▶ **WHAT THE EXERCISE ASKS**: Where the listing shows an image, skip it and output all other material unchanged.

▶ **DATA TO USE**:
----

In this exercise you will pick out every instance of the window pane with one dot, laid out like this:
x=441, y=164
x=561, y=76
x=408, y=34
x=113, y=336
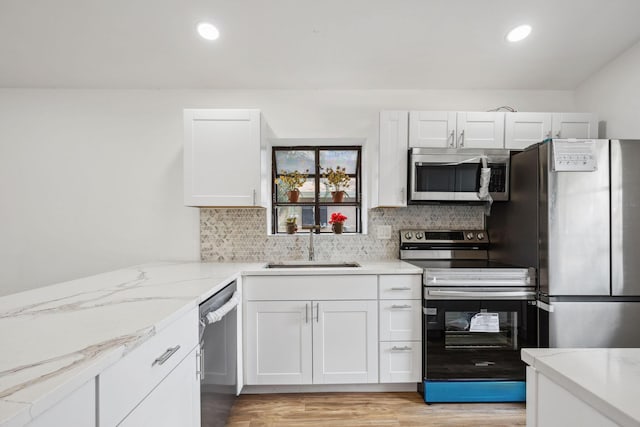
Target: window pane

----

▶ **ANSWER TO THE EXERCISE**:
In this exercise you will pick out every instance of the window pane with one dot, laid out like this:
x=441, y=164
x=561, y=76
x=408, y=34
x=113, y=336
Target: window pane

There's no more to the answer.